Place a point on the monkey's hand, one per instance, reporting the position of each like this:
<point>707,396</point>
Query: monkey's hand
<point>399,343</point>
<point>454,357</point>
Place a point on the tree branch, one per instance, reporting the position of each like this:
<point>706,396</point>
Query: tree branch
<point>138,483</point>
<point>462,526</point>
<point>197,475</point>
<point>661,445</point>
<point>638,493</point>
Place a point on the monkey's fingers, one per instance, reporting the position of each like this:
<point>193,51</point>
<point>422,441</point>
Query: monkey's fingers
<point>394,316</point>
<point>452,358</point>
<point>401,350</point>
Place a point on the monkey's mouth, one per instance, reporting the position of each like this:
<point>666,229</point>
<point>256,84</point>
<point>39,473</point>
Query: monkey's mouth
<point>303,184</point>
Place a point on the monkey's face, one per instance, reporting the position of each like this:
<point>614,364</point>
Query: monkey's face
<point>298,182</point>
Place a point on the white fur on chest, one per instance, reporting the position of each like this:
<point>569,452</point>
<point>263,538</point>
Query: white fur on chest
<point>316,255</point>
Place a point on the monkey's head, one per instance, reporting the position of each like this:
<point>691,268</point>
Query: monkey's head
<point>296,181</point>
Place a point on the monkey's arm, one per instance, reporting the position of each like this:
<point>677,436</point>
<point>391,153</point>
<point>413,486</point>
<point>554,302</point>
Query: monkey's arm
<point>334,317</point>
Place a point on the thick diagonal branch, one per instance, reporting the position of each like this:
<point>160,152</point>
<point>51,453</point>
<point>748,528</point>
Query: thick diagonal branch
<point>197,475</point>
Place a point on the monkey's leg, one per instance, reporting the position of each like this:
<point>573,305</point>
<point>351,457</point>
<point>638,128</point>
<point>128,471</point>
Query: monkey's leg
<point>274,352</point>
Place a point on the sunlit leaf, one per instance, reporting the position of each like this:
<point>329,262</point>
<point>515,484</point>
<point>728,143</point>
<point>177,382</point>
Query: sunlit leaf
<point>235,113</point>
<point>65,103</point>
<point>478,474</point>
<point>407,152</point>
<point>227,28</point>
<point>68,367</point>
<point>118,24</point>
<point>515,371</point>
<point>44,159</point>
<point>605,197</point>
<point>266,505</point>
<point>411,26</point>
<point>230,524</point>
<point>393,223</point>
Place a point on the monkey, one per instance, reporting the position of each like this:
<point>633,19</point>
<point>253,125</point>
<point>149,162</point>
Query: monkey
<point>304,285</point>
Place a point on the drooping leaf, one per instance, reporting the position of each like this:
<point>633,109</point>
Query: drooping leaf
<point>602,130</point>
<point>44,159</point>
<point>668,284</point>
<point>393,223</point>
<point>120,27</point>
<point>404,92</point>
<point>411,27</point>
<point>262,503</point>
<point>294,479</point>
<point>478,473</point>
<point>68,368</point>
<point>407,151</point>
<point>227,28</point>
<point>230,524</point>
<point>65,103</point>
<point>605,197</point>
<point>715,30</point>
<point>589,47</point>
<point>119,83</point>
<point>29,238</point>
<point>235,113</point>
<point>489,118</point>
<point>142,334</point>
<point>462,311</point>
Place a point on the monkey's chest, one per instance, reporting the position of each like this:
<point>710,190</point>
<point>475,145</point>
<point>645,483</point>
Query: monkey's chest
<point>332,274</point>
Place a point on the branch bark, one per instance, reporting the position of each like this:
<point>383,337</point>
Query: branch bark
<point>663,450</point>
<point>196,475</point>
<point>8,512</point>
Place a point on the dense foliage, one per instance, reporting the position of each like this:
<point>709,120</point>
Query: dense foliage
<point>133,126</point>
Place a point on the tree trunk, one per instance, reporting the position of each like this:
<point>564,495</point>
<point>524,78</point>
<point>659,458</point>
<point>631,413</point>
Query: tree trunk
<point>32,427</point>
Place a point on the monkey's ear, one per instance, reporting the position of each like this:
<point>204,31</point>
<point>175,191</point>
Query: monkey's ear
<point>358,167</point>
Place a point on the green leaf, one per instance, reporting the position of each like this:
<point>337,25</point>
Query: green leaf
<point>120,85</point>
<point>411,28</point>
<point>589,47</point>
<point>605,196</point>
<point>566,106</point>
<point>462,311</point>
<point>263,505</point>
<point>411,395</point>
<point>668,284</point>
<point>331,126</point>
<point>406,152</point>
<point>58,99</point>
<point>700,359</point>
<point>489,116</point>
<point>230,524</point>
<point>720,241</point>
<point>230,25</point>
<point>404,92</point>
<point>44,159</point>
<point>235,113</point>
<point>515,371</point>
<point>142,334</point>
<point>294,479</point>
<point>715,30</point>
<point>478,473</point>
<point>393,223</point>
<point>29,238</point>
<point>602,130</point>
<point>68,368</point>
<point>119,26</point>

- - - - - - -

Starting with the line containing "Place a point on the monkey's ear, one" and continuing through the end of the data, reproduce every line, requests included, and offset each coordinate in the answer points by -40. Leave the coordinates in the requests and their format samples unchanged.

» **COMPLETED TASK**:
Place a point on the monkey's ear, one per instance, reporting the position of each like this:
<point>204,31</point>
<point>175,191</point>
Query: monkey's ear
<point>318,127</point>
Place a point on the green leaf, one per instance, reporting the position of each like this:
<point>337,25</point>
Query: green leaf
<point>80,45</point>
<point>371,-12</point>
<point>549,7</point>
<point>565,156</point>
<point>526,66</point>
<point>422,271</point>
<point>223,465</point>
<point>371,355</point>
<point>628,244</point>
<point>291,86</point>
<point>366,112</point>
<point>18,59</point>
<point>660,319</point>
<point>449,76</point>
<point>190,484</point>
<point>680,201</point>
<point>190,-15</point>
<point>364,52</point>
<point>4,119</point>
<point>195,73</point>
<point>475,331</point>
<point>102,294</point>
<point>254,439</point>
<point>675,-10</point>
<point>438,433</point>
<point>353,183</point>
<point>-11,198</point>
<point>562,90</point>
<point>28,328</point>
<point>79,-14</point>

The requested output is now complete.